▸ Direction 1:
From the article on the senators' letter to Meta, set down the passage from "The document does" up to and including "Russian intelligence agencies.", unchanged.
▸ Direction 2:
Answer these questions using the article on the senators' letter to Meta:
(a) How many developers in China may have had access to Facebook user information, according to the 2018 internal presentation?
(b) Which data privacy scandal prompted Meta to launch its investigation?
(c) On what day did Meta give CNN its statement?
▸ Direction 3:
Write the next part of the article on the senators' letter to Meta, picking up after its final sentence.
═══ Page excerpt
Top US lawmakers on the Senate Intelligence Committee want answers from Meta on a newly disclosed internal investigation it conducted in 2018 that found tens of thousands of software developers in China, Russia and other “high-risk” countries may have had access to detailed Facebook user data before the company clamped down on that access beginning in 2014.

In a letter to Meta CEO Mark Zuckerberg on Monday, Sens. Mark Warner and Marco Rubio, the chair and vice-chair of the Senate committee, cited a document unsealed last week in an ongoing privacy lawsuit involving the company.

That document, an internal slide presentation from 2018, suggested that nearly 87,000 developers in China, 42,000 in Russia and a handful based in Cuba, Iran and North Korea had access to Facebook user information through an earlier version of the company’s programming interfaces. The presentation provides an interim update on the probe, which found, among other things, that Iran was home to a “significant number of seemingly Russian developers” of Facebook apps.

The document does not explicitly outline what types of information the developers could have accessed, but it focuses on a period prior to 2014, before Facebook had restricted third-party access to data such as political views, relationship statuses and education history, among other things.

The congressional letter seeks more information about the outcome of the investigation, with a particular focus on whether Facebook users’ data could have ended up in the hands of Chinese or Russian intelligence agencies.

“We have grave concerns about the extent to which this access could have enabled foreign intelligence service activity, ranging from foreign malign influence to targeting and counter-intelligence activity,” the lawmakers wrote.

The findings are “especially remarkable given that Facebook has never been permitted to operate in [China],” they added.

Meta’s investigation, launched after the company’s Cambridge Analytica data privacy scandal, had focused on third-party app developers with access to “large amounts of information” and whose software had exhibited “suspicious activity.”

On Tuesday, Meta told CNN in a statement that the document cited in the letter references data practices that are no longer in effect at the company.
══════
═══ Rows
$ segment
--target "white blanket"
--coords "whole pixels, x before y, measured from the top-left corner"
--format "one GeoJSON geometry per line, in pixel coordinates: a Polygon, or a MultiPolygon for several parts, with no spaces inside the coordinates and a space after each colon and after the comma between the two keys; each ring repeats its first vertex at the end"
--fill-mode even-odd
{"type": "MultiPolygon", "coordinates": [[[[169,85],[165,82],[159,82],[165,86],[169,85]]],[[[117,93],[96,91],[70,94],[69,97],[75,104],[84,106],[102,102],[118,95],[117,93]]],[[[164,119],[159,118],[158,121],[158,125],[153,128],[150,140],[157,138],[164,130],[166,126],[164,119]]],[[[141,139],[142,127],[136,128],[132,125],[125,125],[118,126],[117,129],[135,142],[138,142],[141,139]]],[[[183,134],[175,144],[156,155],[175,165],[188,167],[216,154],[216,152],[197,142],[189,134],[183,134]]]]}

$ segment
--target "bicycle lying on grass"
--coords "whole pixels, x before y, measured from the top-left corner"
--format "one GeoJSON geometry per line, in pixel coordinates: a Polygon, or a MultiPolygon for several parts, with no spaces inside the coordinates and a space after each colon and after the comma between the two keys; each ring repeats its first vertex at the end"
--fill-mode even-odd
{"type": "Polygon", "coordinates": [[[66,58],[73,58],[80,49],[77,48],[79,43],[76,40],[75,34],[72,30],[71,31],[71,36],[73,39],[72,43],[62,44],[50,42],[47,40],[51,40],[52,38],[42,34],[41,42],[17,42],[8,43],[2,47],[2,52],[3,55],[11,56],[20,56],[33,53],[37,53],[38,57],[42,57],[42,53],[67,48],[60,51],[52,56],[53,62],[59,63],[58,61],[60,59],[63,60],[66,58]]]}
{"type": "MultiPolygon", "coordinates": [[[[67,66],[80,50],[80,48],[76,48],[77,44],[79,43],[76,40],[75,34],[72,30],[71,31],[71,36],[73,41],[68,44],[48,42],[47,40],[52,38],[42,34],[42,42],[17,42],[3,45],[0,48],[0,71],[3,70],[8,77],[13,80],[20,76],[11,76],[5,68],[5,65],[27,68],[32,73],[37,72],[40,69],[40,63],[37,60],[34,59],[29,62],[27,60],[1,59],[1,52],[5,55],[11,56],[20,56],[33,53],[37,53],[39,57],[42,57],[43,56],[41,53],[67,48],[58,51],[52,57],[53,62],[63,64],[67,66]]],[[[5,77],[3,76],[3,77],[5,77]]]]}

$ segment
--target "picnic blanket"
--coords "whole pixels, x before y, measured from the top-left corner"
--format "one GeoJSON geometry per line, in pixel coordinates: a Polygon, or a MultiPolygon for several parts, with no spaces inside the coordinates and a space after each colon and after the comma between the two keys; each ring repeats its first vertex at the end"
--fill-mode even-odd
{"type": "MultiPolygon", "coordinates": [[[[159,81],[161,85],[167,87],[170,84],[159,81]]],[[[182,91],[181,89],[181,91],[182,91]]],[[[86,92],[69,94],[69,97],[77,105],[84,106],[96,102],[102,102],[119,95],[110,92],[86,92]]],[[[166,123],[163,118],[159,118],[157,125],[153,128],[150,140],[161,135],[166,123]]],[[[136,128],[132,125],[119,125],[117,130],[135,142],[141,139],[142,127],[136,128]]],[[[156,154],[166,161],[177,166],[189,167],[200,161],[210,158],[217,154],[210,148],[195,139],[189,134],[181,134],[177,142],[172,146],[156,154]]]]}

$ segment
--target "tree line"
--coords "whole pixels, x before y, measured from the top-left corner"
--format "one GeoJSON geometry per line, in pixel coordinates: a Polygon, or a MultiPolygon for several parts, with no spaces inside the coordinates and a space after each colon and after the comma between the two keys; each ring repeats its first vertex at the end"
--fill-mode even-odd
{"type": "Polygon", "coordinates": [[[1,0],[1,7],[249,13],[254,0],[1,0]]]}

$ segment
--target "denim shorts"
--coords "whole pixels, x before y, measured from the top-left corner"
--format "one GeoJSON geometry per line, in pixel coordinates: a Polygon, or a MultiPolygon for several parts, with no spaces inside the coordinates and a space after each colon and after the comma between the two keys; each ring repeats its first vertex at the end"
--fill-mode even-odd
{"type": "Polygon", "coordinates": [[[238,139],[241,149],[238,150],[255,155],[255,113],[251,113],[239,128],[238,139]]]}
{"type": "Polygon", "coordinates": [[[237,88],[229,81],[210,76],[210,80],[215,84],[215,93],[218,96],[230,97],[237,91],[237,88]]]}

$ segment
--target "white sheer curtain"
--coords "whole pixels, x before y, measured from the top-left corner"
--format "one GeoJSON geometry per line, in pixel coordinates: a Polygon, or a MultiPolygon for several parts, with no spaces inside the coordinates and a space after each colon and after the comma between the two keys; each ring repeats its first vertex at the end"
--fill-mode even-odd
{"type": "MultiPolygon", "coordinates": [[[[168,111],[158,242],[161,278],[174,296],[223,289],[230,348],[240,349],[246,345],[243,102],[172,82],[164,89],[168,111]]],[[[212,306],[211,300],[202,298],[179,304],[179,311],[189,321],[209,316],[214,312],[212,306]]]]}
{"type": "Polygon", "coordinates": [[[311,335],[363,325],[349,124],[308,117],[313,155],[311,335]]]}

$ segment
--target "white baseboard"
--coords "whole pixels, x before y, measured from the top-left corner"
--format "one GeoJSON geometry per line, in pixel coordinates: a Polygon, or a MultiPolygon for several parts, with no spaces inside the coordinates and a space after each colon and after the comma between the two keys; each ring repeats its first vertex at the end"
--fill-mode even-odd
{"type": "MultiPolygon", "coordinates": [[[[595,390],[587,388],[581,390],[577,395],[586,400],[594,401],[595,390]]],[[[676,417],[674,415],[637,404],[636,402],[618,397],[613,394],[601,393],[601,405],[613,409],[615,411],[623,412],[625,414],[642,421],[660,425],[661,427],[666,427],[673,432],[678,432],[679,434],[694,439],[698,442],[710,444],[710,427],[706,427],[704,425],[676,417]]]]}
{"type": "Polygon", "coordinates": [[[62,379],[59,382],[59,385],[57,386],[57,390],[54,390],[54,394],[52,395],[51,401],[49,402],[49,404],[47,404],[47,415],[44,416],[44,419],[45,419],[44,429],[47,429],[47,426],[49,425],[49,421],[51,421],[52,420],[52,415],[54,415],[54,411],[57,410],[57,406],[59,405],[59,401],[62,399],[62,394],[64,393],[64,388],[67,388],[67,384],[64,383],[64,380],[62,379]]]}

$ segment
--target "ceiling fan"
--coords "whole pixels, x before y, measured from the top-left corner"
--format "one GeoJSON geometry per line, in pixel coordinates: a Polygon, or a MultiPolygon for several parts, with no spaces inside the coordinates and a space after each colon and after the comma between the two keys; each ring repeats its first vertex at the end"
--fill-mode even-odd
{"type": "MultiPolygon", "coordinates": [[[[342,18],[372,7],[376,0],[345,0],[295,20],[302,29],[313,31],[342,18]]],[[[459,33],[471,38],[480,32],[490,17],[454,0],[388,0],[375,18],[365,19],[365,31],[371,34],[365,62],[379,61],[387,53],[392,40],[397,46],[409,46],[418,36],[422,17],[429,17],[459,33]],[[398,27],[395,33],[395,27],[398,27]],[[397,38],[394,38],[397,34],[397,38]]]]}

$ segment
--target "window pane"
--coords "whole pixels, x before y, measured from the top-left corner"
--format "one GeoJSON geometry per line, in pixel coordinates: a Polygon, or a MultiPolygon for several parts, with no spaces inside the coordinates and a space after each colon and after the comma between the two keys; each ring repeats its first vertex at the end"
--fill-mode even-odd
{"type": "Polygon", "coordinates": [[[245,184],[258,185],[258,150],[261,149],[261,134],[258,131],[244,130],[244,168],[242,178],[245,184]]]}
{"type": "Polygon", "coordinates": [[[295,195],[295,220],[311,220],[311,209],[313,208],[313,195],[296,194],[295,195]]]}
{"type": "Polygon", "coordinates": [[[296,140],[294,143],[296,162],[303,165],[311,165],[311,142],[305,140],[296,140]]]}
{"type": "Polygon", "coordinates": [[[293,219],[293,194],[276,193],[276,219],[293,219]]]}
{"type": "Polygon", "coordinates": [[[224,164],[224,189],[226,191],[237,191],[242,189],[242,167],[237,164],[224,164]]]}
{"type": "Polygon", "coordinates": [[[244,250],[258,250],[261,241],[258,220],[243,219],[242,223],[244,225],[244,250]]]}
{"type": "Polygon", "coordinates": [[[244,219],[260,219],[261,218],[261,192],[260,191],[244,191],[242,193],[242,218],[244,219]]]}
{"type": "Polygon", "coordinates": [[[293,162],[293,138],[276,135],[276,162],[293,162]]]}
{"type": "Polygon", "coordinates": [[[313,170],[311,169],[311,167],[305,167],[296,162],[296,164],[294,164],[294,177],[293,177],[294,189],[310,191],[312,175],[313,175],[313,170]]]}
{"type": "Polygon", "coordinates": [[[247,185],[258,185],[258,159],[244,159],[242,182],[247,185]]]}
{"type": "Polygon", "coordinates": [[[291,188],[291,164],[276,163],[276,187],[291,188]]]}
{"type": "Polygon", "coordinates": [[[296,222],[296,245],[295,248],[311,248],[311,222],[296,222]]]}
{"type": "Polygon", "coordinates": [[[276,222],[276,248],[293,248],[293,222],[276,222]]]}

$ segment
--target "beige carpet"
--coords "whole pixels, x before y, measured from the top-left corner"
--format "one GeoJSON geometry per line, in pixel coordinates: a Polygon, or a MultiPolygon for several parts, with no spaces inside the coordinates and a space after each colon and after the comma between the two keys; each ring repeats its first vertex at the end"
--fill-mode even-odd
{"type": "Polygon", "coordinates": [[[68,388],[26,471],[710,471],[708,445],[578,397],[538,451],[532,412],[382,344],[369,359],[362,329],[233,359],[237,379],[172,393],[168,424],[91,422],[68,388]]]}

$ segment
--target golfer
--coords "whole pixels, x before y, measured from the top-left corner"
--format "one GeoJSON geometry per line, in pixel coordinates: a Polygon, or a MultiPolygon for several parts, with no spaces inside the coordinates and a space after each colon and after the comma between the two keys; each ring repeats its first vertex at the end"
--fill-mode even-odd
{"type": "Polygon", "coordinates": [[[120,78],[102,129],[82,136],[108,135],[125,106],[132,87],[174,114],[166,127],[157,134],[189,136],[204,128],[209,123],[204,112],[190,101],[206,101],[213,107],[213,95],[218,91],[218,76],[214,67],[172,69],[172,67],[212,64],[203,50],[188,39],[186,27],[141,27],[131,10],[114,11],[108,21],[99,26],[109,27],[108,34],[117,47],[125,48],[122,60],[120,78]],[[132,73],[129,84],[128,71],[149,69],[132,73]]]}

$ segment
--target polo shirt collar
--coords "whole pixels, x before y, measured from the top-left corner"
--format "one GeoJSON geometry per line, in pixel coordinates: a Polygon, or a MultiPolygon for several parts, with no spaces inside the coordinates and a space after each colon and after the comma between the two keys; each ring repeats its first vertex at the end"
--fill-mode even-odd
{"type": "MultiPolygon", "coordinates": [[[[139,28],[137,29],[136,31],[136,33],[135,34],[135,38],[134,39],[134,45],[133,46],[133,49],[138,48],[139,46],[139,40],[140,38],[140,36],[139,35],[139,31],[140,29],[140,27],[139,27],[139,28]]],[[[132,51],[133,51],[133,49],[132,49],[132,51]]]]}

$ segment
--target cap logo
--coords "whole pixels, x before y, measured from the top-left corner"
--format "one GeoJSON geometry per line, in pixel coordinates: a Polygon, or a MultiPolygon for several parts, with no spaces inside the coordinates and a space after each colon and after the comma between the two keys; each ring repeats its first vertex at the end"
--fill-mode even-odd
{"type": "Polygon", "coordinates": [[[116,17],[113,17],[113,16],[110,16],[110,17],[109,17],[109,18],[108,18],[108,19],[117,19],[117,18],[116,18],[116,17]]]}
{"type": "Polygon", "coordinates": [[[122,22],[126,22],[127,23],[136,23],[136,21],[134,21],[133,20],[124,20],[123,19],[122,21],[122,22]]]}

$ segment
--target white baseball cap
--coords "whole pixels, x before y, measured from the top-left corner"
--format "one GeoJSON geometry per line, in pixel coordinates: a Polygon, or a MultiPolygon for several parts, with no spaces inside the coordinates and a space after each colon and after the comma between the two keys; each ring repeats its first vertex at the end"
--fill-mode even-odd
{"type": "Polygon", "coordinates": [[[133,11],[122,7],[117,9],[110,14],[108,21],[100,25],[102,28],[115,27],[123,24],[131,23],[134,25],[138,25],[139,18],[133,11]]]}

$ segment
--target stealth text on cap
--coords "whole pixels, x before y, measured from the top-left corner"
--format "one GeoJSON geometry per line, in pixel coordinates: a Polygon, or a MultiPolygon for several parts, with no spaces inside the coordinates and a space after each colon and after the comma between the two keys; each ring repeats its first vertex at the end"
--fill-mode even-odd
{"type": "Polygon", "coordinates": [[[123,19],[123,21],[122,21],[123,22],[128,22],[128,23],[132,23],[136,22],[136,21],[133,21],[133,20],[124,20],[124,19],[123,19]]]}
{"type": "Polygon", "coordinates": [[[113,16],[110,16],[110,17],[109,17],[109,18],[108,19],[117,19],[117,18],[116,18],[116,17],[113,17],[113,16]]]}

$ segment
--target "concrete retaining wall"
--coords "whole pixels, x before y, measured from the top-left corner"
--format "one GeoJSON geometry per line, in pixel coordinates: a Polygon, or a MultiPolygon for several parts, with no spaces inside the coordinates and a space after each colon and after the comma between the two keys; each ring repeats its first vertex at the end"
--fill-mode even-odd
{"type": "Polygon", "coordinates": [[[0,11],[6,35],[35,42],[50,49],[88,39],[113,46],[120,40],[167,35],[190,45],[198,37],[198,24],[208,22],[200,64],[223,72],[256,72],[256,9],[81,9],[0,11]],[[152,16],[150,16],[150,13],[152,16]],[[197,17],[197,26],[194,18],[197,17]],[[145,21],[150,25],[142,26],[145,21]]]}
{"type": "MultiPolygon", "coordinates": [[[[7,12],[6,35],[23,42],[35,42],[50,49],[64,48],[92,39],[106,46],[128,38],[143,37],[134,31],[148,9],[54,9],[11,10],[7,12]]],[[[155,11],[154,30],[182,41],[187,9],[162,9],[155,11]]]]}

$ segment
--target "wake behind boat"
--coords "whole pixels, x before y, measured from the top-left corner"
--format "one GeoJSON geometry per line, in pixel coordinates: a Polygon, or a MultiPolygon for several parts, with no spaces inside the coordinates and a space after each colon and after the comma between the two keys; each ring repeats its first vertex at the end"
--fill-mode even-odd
══════
▸ Right answer 1:
The document does not explicitly outline what types of information the developers could have accessed, but it focuses on a period prior to 2014, before Facebook had restricted third-party access to data such as political views, relationship statuses and education history, among other things.

The congressional letter seeks more information about the outcome of the investigation, with a particular focus on whether Facebook users’ data could have ended up in the hands of Chinese or Russian intelligence agencies.

▸ Right answer 2:
(a) Nearly 87,000.
(b) The Cambridge Analytica scandal.
(c) Tuesday.

▸ Right answer 3:
“These documents are an artifact from a different product at a different time,” said Meta spokesman Andy Stone. “Many years ago, we made substantive changes to our platform, shutting down developers’ access to key types of data on Facebook while reviewing and approving all apps that request access to sensitive information.”

Meta declined to answer whether the app developer investigation is still ongoing or how many apps have been reviewed since the 2018 slide presentation, which was unsealed in court last week. The document had projected the probe would continue at least through 2020.

In recent years, policymakers have increasingly sounded the alarm about data leakages to foreign adversaries. Hostile governments could seek to use Americans’ personal information to spread disinformation or identify intelligence targets, US officials have said.

Those fears have culminated most visibly in tensions with the short-form video app TikTok, whose links to China through its parent company have prompted the US government and numerous states to ban the app from official devices. US officials have also sought to block Chinese telecom firms from the US market over similar concerns.

But the lawmakers’ letter highlights how worries about data access by foreign adversaries extends beyond TikTok and encompasses some of the largest social media platforms.

Although Meta has moved on with different, more restrictive policies for developers, Warner and Rubio called for the company to explain what information may have been transferred to China, Russia and other nations in the past, and for any evidence the company may have that the data has been abused to target Americans or engage in propaganda campaigns.